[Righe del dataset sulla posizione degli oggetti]
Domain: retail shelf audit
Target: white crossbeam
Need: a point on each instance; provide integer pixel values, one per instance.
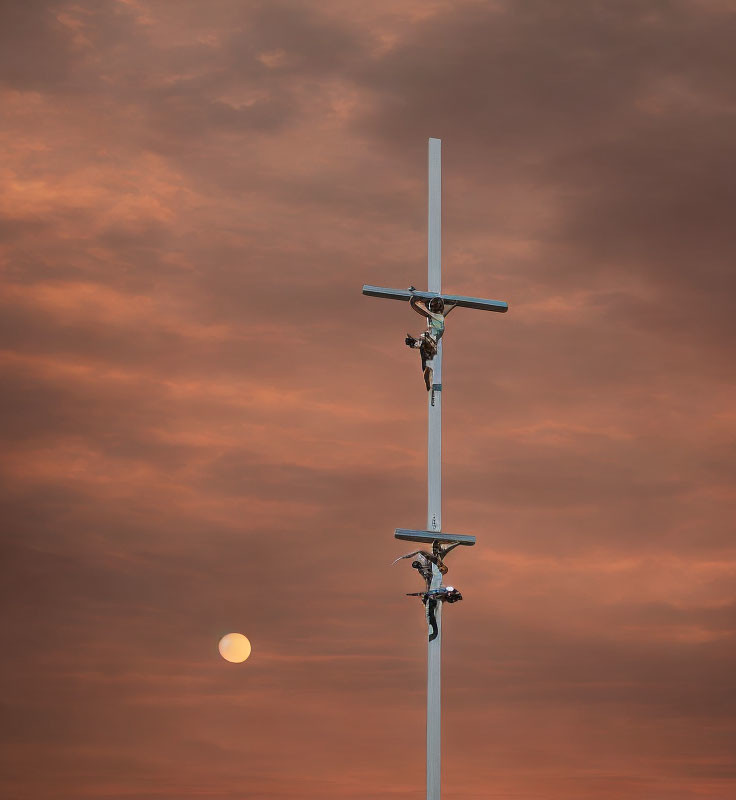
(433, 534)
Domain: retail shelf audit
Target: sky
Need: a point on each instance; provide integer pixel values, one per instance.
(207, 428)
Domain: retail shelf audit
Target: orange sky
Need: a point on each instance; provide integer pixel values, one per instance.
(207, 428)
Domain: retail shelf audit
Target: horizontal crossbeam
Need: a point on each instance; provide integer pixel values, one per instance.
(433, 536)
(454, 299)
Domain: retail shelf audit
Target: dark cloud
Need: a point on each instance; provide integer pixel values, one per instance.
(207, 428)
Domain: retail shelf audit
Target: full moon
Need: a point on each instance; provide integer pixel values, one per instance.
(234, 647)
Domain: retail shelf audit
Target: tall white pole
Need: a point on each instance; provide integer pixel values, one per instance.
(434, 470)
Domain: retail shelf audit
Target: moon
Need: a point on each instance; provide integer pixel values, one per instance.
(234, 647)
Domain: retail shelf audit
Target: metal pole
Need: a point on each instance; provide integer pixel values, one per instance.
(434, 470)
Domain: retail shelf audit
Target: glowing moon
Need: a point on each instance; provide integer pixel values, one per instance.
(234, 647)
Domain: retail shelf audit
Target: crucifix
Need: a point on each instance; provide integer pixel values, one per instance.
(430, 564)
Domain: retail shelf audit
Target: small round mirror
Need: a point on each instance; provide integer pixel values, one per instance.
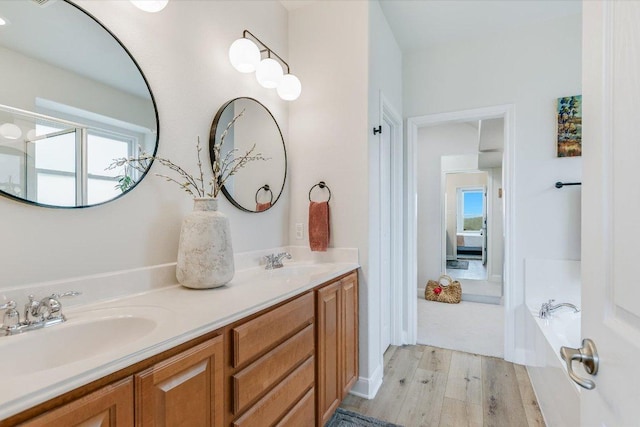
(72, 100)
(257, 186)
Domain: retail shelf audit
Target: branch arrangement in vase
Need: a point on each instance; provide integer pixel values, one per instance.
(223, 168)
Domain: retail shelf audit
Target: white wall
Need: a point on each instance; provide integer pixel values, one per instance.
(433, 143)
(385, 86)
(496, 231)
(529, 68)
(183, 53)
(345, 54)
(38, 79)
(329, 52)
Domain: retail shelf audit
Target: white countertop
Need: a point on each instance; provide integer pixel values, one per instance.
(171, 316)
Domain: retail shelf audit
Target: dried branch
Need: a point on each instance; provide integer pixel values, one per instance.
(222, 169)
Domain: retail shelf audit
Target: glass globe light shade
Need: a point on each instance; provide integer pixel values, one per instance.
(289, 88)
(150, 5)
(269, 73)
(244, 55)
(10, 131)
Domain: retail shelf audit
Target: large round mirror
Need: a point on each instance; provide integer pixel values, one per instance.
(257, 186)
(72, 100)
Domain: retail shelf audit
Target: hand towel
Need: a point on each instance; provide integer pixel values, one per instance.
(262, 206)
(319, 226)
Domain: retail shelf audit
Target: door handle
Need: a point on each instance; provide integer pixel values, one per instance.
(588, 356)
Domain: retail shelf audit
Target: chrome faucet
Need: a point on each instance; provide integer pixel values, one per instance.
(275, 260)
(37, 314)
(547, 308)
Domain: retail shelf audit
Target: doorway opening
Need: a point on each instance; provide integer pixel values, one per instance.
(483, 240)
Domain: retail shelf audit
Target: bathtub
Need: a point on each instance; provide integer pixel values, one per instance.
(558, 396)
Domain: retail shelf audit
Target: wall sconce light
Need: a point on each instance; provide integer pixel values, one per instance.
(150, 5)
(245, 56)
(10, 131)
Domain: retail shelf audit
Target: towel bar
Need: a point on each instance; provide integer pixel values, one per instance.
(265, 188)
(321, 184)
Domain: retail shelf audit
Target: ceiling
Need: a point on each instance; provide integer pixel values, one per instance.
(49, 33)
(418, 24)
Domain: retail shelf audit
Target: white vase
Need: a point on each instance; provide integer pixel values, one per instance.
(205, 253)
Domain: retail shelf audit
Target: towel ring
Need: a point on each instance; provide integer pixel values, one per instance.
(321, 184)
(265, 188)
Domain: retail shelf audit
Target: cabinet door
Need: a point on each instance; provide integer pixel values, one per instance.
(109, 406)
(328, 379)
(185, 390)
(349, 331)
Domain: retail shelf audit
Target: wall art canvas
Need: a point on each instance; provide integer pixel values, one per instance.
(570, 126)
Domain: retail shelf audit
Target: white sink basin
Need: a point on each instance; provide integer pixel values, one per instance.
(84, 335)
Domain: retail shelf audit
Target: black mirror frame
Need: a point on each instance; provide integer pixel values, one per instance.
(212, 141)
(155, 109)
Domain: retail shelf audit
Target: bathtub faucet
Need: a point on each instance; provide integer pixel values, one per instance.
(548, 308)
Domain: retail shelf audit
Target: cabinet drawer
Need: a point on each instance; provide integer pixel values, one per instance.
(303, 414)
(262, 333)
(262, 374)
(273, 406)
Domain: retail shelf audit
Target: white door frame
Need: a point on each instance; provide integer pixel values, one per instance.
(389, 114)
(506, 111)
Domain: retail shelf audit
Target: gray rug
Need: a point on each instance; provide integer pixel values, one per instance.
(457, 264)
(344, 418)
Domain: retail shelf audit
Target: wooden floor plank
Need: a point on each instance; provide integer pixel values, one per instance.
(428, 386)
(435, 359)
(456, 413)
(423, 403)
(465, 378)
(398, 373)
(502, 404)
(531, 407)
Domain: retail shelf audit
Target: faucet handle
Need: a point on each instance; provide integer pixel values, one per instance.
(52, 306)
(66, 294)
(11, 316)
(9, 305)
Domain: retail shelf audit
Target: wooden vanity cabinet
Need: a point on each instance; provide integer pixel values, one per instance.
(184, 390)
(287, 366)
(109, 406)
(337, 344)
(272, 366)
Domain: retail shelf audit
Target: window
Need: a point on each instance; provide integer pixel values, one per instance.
--
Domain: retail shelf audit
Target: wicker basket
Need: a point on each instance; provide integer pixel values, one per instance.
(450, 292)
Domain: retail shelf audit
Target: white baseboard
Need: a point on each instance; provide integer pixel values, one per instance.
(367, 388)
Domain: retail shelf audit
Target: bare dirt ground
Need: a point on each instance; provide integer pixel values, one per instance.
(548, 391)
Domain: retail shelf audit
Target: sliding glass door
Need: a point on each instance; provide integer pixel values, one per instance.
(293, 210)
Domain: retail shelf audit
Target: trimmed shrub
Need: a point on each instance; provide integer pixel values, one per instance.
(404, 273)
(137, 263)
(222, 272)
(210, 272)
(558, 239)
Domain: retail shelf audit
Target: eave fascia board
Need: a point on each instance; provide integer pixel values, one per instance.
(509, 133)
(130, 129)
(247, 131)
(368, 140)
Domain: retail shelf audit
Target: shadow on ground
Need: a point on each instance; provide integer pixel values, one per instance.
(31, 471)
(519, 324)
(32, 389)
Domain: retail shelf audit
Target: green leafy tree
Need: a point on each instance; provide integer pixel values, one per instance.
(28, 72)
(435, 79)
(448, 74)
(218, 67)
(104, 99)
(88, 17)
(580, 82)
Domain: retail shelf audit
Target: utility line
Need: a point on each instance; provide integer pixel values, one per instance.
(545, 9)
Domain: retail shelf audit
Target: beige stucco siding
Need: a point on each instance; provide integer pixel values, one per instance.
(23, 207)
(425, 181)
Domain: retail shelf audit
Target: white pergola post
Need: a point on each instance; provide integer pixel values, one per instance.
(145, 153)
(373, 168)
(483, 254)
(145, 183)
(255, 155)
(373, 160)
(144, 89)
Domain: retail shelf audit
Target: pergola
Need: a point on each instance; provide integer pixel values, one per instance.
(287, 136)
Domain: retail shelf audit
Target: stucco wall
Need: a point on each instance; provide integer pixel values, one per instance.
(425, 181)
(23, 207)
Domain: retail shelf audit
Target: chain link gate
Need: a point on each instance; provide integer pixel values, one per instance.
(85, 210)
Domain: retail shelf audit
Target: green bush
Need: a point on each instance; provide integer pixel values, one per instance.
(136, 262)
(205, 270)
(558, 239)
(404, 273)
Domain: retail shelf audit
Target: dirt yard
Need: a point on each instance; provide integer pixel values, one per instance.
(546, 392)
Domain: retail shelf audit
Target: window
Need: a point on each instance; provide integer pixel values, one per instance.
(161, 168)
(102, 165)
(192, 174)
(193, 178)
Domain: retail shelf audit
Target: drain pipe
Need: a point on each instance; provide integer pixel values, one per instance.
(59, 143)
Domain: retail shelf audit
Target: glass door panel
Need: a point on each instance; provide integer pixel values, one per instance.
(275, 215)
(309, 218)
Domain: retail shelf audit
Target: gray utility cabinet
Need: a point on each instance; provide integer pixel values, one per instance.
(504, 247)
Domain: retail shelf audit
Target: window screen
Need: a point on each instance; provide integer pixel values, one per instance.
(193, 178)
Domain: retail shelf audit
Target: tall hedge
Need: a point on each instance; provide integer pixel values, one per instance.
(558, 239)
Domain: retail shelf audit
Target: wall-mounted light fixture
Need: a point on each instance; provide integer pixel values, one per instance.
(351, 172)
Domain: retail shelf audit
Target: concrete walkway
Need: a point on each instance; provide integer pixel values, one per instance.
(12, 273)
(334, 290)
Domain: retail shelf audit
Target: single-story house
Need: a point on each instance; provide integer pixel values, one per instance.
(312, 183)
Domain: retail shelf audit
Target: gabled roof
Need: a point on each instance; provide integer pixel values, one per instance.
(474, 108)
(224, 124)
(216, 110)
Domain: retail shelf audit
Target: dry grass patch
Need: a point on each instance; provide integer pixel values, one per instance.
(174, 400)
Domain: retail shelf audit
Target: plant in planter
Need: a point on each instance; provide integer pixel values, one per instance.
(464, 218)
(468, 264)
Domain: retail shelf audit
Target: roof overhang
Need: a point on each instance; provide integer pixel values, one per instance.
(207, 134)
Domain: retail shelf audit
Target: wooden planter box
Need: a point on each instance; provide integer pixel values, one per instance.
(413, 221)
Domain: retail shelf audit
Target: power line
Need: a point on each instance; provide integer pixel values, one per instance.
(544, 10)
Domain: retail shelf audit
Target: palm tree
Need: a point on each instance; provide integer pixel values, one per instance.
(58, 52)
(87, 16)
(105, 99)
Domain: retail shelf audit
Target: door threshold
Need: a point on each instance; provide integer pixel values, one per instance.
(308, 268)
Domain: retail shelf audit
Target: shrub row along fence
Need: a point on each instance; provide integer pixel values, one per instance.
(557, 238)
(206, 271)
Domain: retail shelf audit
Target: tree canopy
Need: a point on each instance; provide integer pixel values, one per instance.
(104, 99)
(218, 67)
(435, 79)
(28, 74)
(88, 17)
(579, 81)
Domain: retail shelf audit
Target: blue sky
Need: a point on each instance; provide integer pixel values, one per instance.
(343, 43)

### Consegna
Individua tra le righe riportate sopra quelle che contengono la parola "pergola" e trascrivile tutte.

### Risultato corretto
Target: white pergola post
Target: pergola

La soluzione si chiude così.